STATED TASK: Identify every line of the listing below that contains the word "field", and copy each such line. Matching is case-sensitive.

TASK INPUTS:
— START —

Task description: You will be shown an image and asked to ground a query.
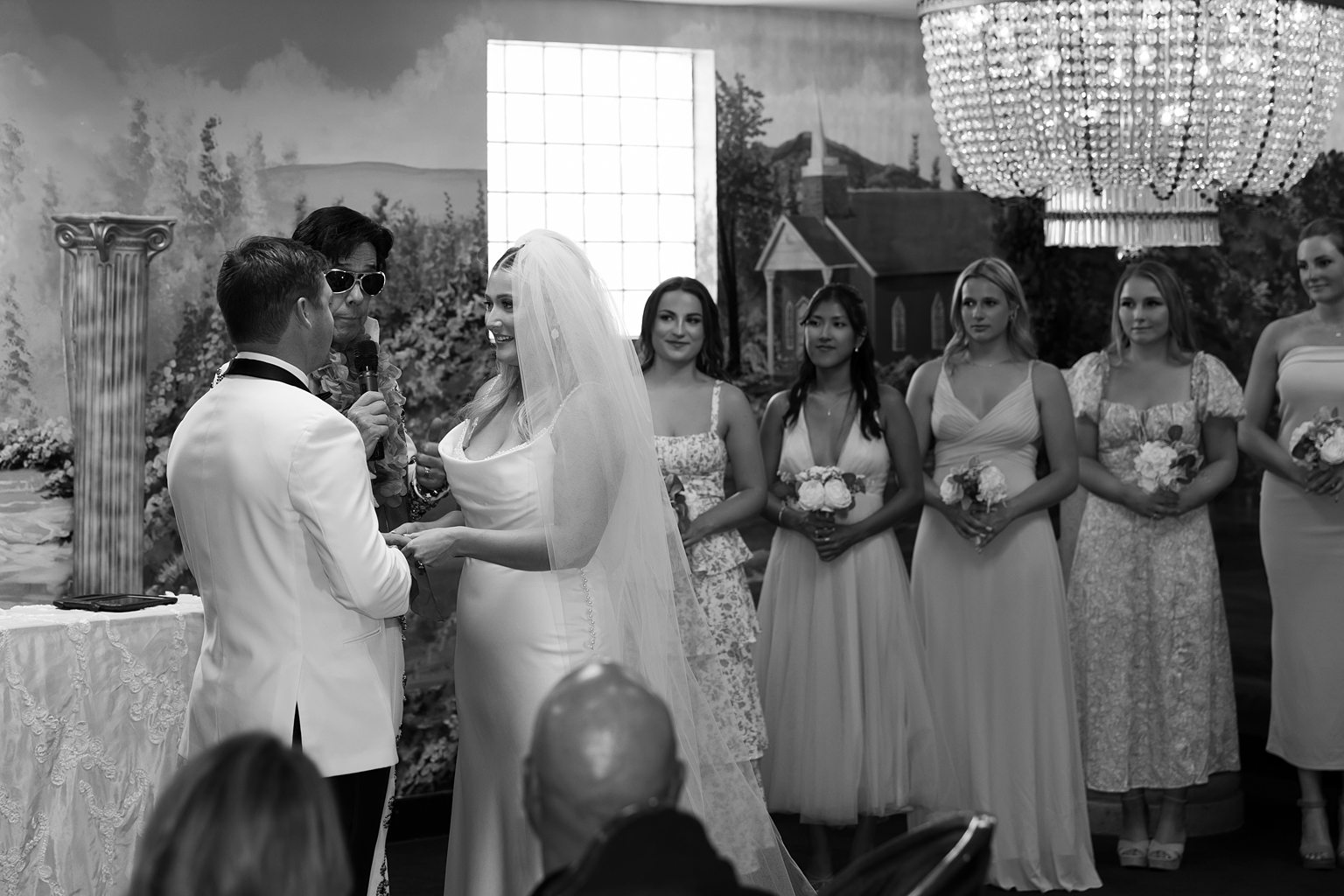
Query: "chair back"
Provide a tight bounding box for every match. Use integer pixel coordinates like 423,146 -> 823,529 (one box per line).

— END —
— START —

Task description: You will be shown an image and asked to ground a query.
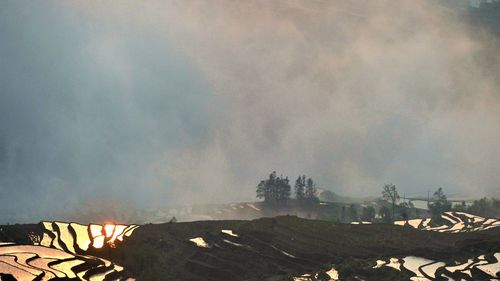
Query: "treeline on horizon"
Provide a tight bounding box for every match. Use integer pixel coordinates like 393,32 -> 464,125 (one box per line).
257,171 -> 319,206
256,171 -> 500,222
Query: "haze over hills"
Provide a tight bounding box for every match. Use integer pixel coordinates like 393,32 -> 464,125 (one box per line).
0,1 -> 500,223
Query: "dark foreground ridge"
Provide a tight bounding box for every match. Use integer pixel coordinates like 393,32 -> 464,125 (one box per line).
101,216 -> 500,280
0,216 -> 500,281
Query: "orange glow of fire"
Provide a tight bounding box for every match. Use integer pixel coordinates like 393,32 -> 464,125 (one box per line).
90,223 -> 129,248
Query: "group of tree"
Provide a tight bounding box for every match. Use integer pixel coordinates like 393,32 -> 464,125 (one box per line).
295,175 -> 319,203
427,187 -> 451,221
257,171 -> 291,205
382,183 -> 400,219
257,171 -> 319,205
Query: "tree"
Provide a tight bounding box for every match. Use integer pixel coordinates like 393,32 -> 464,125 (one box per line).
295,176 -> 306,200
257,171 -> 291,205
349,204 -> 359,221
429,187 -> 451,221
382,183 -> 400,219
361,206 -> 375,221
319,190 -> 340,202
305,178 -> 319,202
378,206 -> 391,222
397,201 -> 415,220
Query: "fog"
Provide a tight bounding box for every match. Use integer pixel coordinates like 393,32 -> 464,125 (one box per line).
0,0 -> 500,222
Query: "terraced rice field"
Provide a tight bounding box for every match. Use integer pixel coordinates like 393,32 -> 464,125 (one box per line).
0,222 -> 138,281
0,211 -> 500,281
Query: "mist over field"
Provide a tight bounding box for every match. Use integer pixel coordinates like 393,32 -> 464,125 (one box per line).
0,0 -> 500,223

— END —

THE COMPLETED TASK:
Query: "terraced rice field"
Query: "mist over field"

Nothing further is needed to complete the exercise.